I think people, it’s more about leading by action and leading by example.
I think another, professionally: my first manager, my first boss at Main Street Hub. His name is Darren. Was somebody who, again, taught me a lot more by what he did and how he was than anything else. I continue to be he’s close friend to this day.
And somebody who, I think a lot of the time, is people who maybe see more in you than you see in yourself at a given time, or awaken something inside of you that maybe you hadn’t been acquainted with yet.
I think those are the interactions and the role models that helped most. So I think that was one as well.
And then, you know, I would say more recently, my current boss today, CEO of Brightwave, Mike, is somebody who obviously took a chance on me to lead the go-to-market organization of Brightwave. And has inspired me with a lot of confidence in my own ability to shoot further, you know, and be more.
And I think those types of figures throughout my career, throughout my life, have been absolutely critical to my own development.
Sure, yeah. Those are the critical components in our lives, right? People who have really touched you, actually invested their time and energy. And as you said, right who believed in you even before you believed in yourself at a certain stage.
Yes. Sure. Yes.
So what are those one or two skills that people really look up and say, “Hey, you know what? We are struggling in this specific skill set, maybe it’s go-to-market or sales or expansion, whatever it is, we need to go and talk to Max.” What are those one or two skills?
So I think there’s the micro and the macro.
At the micro level, over 10 years, I’ve seen almost every permutation of a B2B sales cycle. You know, getting a deal from point A to point B, call me. That’s something I’ve developed, and is obviously a strong suit.

### Complete the following
a. Name every person identified by first name in the interview excerpt.
b. Continue the interview excerpt about role models and sales skills from its last sentence.

Dataset entries

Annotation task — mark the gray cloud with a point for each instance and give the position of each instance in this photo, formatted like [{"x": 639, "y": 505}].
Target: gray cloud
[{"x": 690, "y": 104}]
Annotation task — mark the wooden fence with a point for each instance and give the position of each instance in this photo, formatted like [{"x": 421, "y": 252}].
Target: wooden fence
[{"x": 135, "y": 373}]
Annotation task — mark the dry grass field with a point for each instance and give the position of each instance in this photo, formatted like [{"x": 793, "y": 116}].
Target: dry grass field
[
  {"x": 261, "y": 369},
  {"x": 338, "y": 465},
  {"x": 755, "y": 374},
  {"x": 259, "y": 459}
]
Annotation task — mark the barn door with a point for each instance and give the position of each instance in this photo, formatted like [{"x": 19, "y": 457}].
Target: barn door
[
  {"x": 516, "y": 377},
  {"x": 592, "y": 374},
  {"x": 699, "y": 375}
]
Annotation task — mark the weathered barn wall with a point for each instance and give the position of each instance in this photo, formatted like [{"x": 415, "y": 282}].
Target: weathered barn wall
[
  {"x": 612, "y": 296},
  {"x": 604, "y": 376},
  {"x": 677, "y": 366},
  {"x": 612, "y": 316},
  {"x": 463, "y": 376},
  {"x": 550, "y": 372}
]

### Answers for the tasks
a. Darren, Mike, Max

b.
I think the second, more macro, is what I’ll call “go-to-market system intervention.” Because I’ve been in a number of different environments, contexts, seen what’s worked, what hasn’t, I think I’ve developed a pretty sophisticated pattern recognition where I can get a sense, a feel, a taste for what are all the processes and flows in a go-to-market system that, to your point, include sales, marketing, customer success, product.
And identifying the highest-leverage intervention points, taking action, running experiments, and getting different results is also something that has developed over time. So there’s the micro, there’s the macro.
Fantastic, great. Final question to you, if you were to turn back the clock, what advice would you give to your younger self on day one of your go-to-market journey?
Yeah, good question. I would probably say a quote, which is some version of: reality is responsive. Reality is malleable. Action generates reality.
Right back to what I was talking about earlier, around the swimming pool example. Things are not fixed and final. Things are in flux, right? Who you are, what things are don’t discount or say, “That’s just the way it is,” or, “That’s just the way that I am.”
The only way you know limits is you have to taking action, running experiments, and bumping up against those limits. And we all know intuitively, we are operating at a fraction of the capacity that we could be operating.
We know we’ve seen other people, and we’ve experienced this ourselves. How we’ve taken action, we’ve made commitments, we’ve taken steps, and all of a sudden, reality is reconfigured in some way, right? Nobody else can tell you that. And no amount of thinking or strategizing or advice that anybody gives you is going to change that fact.
Yep, for sure. And that’s a great piece of advice. That’s something that I keep reminding myself it always boils down to: what is the smallest next step and action that you can take? You’ll be surprised so many times.
In my own experience, I’ve seen with others as well, I’m sure you can relate to those as well, Max, which is that you will actually surprise yourself, yes. And you’ll wipe out or rewire your belief that you had after you’ve taken that series of actions. Yeah, it’s incredible.